• EXERCISE INSTRUCTIONS
All records below are to be repeated exactly, with the pictures left out.

::::

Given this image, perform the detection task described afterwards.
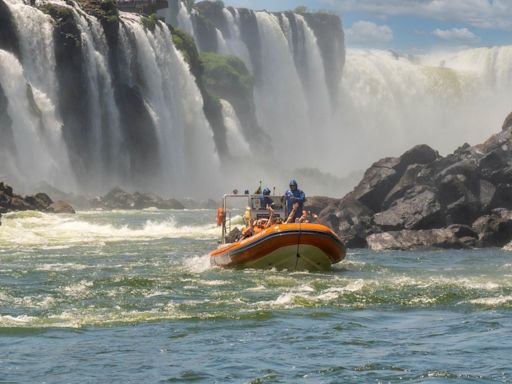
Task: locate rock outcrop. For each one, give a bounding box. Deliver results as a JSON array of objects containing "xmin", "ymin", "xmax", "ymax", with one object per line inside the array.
[
  {"xmin": 0, "ymin": 182, "xmax": 75, "ymax": 214},
  {"xmin": 90, "ymin": 187, "xmax": 185, "ymax": 210},
  {"xmin": 318, "ymin": 113, "xmax": 512, "ymax": 250}
]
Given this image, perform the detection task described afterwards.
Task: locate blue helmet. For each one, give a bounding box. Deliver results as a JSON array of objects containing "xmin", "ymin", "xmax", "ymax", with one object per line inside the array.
[
  {"xmin": 289, "ymin": 179, "xmax": 298, "ymax": 187},
  {"xmin": 263, "ymin": 187, "xmax": 271, "ymax": 195}
]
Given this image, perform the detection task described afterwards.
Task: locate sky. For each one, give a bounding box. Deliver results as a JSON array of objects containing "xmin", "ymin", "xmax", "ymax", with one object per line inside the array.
[{"xmin": 221, "ymin": 0, "xmax": 512, "ymax": 52}]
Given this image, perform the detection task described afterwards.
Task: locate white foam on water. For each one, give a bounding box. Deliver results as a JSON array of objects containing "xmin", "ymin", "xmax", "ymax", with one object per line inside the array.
[
  {"xmin": 0, "ymin": 212, "xmax": 220, "ymax": 247},
  {"xmin": 465, "ymin": 295, "xmax": 512, "ymax": 306},
  {"xmin": 200, "ymin": 280, "xmax": 228, "ymax": 286},
  {"xmin": 36, "ymin": 263, "xmax": 90, "ymax": 272},
  {"xmin": 0, "ymin": 315, "xmax": 39, "ymax": 326},
  {"xmin": 62, "ymin": 281, "xmax": 94, "ymax": 298},
  {"xmin": 245, "ymin": 285, "xmax": 267, "ymax": 292},
  {"xmin": 183, "ymin": 254, "xmax": 212, "ymax": 273}
]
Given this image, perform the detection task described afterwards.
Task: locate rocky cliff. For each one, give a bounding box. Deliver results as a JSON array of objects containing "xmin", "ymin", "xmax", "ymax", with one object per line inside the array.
[
  {"xmin": 310, "ymin": 113, "xmax": 512, "ymax": 250},
  {"xmin": 0, "ymin": 182, "xmax": 75, "ymax": 214}
]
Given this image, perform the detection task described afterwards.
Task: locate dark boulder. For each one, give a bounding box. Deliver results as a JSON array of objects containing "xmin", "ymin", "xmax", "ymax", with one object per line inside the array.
[
  {"xmin": 24, "ymin": 193, "xmax": 53, "ymax": 211},
  {"xmin": 396, "ymin": 144, "xmax": 439, "ymax": 173},
  {"xmin": 438, "ymin": 174, "xmax": 480, "ymax": 225},
  {"xmin": 94, "ymin": 187, "xmax": 185, "ymax": 210},
  {"xmin": 0, "ymin": 182, "xmax": 13, "ymax": 196},
  {"xmin": 322, "ymin": 198, "xmax": 376, "ymax": 248},
  {"xmin": 472, "ymin": 209, "xmax": 512, "ymax": 247},
  {"xmin": 304, "ymin": 196, "xmax": 338, "ymax": 215},
  {"xmin": 373, "ymin": 186, "xmax": 444, "ymax": 230},
  {"xmin": 348, "ymin": 157, "xmax": 401, "ymax": 211},
  {"xmin": 367, "ymin": 228, "xmax": 466, "ymax": 251},
  {"xmin": 9, "ymin": 196, "xmax": 33, "ymax": 211},
  {"xmin": 489, "ymin": 184, "xmax": 512, "ymax": 211},
  {"xmin": 101, "ymin": 187, "xmax": 135, "ymax": 209},
  {"xmin": 47, "ymin": 200, "xmax": 76, "ymax": 214},
  {"xmin": 502, "ymin": 112, "xmax": 512, "ymax": 131},
  {"xmin": 132, "ymin": 192, "xmax": 185, "ymax": 210},
  {"xmin": 383, "ymin": 164, "xmax": 431, "ymax": 209}
]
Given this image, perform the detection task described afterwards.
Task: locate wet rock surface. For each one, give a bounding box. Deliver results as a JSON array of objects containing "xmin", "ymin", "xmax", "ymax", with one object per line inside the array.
[
  {"xmin": 317, "ymin": 113, "xmax": 512, "ymax": 249},
  {"xmin": 0, "ymin": 182, "xmax": 75, "ymax": 214},
  {"xmin": 91, "ymin": 187, "xmax": 185, "ymax": 210}
]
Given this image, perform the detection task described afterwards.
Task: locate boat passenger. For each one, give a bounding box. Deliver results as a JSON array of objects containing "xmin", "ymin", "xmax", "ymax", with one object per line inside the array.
[
  {"xmin": 241, "ymin": 219, "xmax": 255, "ymax": 239},
  {"xmin": 260, "ymin": 187, "xmax": 273, "ymax": 209},
  {"xmin": 297, "ymin": 210, "xmax": 310, "ymax": 223},
  {"xmin": 285, "ymin": 203, "xmax": 299, "ymax": 224},
  {"xmin": 264, "ymin": 206, "xmax": 277, "ymax": 228},
  {"xmin": 285, "ymin": 179, "xmax": 305, "ymax": 222}
]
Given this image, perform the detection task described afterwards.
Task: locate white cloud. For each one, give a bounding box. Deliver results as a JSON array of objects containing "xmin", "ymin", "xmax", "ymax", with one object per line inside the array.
[
  {"xmin": 432, "ymin": 28, "xmax": 480, "ymax": 43},
  {"xmin": 345, "ymin": 20, "xmax": 394, "ymax": 44},
  {"xmin": 320, "ymin": 0, "xmax": 512, "ymax": 31}
]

::::

• EXPECTED ANSWER
Given this image, perform the detection task described afterwards.
Task: locate rock outcrop. For each one, give a bounding box. Deliver results as a JSON array of objects containing "xmin", "ymin", "xmax", "ymax", with one object per line inside the array.
[
  {"xmin": 0, "ymin": 182, "xmax": 75, "ymax": 214},
  {"xmin": 90, "ymin": 187, "xmax": 185, "ymax": 210},
  {"xmin": 318, "ymin": 113, "xmax": 512, "ymax": 250}
]
Given this image, perform the detection task described afterwards.
Task: locate blue helmet. For each one, give a bounding box. Deliver results as a JSON array of objects containing "xmin", "ymin", "xmax", "ymax", with one object per line inside the array.
[
  {"xmin": 289, "ymin": 179, "xmax": 298, "ymax": 187},
  {"xmin": 263, "ymin": 187, "xmax": 271, "ymax": 195}
]
Given this image, perform the detection task described afterwards.
Task: locate sky. For each one, give a bounding box. Deliver results as a JSON array of objects containing "xmin", "ymin", "xmax", "ymax", with one object per line inside the array.
[{"xmin": 221, "ymin": 0, "xmax": 512, "ymax": 52}]
Given this image, perform the detection task described afterwards.
Task: locate white foam on water. For each one, give a bounding box. Deliver results as a JSON array of objects containing "xmin", "ymin", "xmax", "ymax", with one object per line inside the array.
[
  {"xmin": 0, "ymin": 212, "xmax": 220, "ymax": 247},
  {"xmin": 465, "ymin": 295, "xmax": 512, "ymax": 306},
  {"xmin": 200, "ymin": 280, "xmax": 228, "ymax": 286},
  {"xmin": 36, "ymin": 263, "xmax": 90, "ymax": 272},
  {"xmin": 0, "ymin": 315, "xmax": 39, "ymax": 326},
  {"xmin": 62, "ymin": 281, "xmax": 94, "ymax": 298},
  {"xmin": 245, "ymin": 285, "xmax": 267, "ymax": 292},
  {"xmin": 183, "ymin": 254, "xmax": 212, "ymax": 273}
]
Given this image, perform the detection task described afterwards.
Task: locate rocky cliff. For each one, give a bounding box. Deliver results as a JSON array of objects containing "xmin", "ymin", "xmax", "ymax", with one object per line inside the array.
[
  {"xmin": 310, "ymin": 113, "xmax": 512, "ymax": 250},
  {"xmin": 0, "ymin": 182, "xmax": 75, "ymax": 214}
]
Given this image, perform the detection task described afterwards.
Task: locate dark boulder. For each one, give a bounding box. Deliver results as a JSON array of objects containing "xmin", "ymin", "xmax", "ymax", with one object per line inside the array.
[
  {"xmin": 24, "ymin": 193, "xmax": 53, "ymax": 211},
  {"xmin": 396, "ymin": 144, "xmax": 439, "ymax": 173},
  {"xmin": 438, "ymin": 174, "xmax": 480, "ymax": 225},
  {"xmin": 94, "ymin": 187, "xmax": 185, "ymax": 210},
  {"xmin": 0, "ymin": 182, "xmax": 13, "ymax": 196},
  {"xmin": 322, "ymin": 198, "xmax": 376, "ymax": 248},
  {"xmin": 472, "ymin": 209, "xmax": 512, "ymax": 247},
  {"xmin": 304, "ymin": 196, "xmax": 338, "ymax": 215},
  {"xmin": 373, "ymin": 186, "xmax": 444, "ymax": 230},
  {"xmin": 348, "ymin": 157, "xmax": 401, "ymax": 211},
  {"xmin": 367, "ymin": 228, "xmax": 466, "ymax": 251},
  {"xmin": 9, "ymin": 196, "xmax": 33, "ymax": 211},
  {"xmin": 489, "ymin": 184, "xmax": 512, "ymax": 211},
  {"xmin": 101, "ymin": 187, "xmax": 135, "ymax": 209},
  {"xmin": 47, "ymin": 200, "xmax": 76, "ymax": 214},
  {"xmin": 502, "ymin": 112, "xmax": 512, "ymax": 131},
  {"xmin": 132, "ymin": 192, "xmax": 185, "ymax": 210},
  {"xmin": 383, "ymin": 164, "xmax": 431, "ymax": 209}
]
Given this image, perform the detection task described afterwards.
Task: locate wet rock surface. For each one, give a bounding box. Deliver results as a JSON array of objects containing "xmin", "ymin", "xmax", "ymax", with one object per line inside the array.
[
  {"xmin": 317, "ymin": 113, "xmax": 512, "ymax": 249},
  {"xmin": 0, "ymin": 182, "xmax": 75, "ymax": 214},
  {"xmin": 91, "ymin": 187, "xmax": 185, "ymax": 210}
]
Given this image, perform the detection task described afterwards.
Task: locate boat passenger. For each one, give a bounding box. Deliver results as a JSON array of objects containing "xmin", "ymin", "xmax", "ymax", with one object per line inside the array.
[
  {"xmin": 241, "ymin": 219, "xmax": 255, "ymax": 239},
  {"xmin": 260, "ymin": 187, "xmax": 273, "ymax": 209},
  {"xmin": 297, "ymin": 210, "xmax": 310, "ymax": 223},
  {"xmin": 285, "ymin": 203, "xmax": 299, "ymax": 224},
  {"xmin": 264, "ymin": 206, "xmax": 277, "ymax": 228},
  {"xmin": 285, "ymin": 179, "xmax": 305, "ymax": 222}
]
Given this image, perform the detection task described afterwards.
Task: locate white cloud. For each one, give a bounding box. Deliver results as a JSON array of objects containing "xmin", "ymin", "xmax", "ymax", with one object per line inside the array.
[
  {"xmin": 432, "ymin": 28, "xmax": 480, "ymax": 43},
  {"xmin": 345, "ymin": 20, "xmax": 394, "ymax": 44},
  {"xmin": 320, "ymin": 0, "xmax": 512, "ymax": 31}
]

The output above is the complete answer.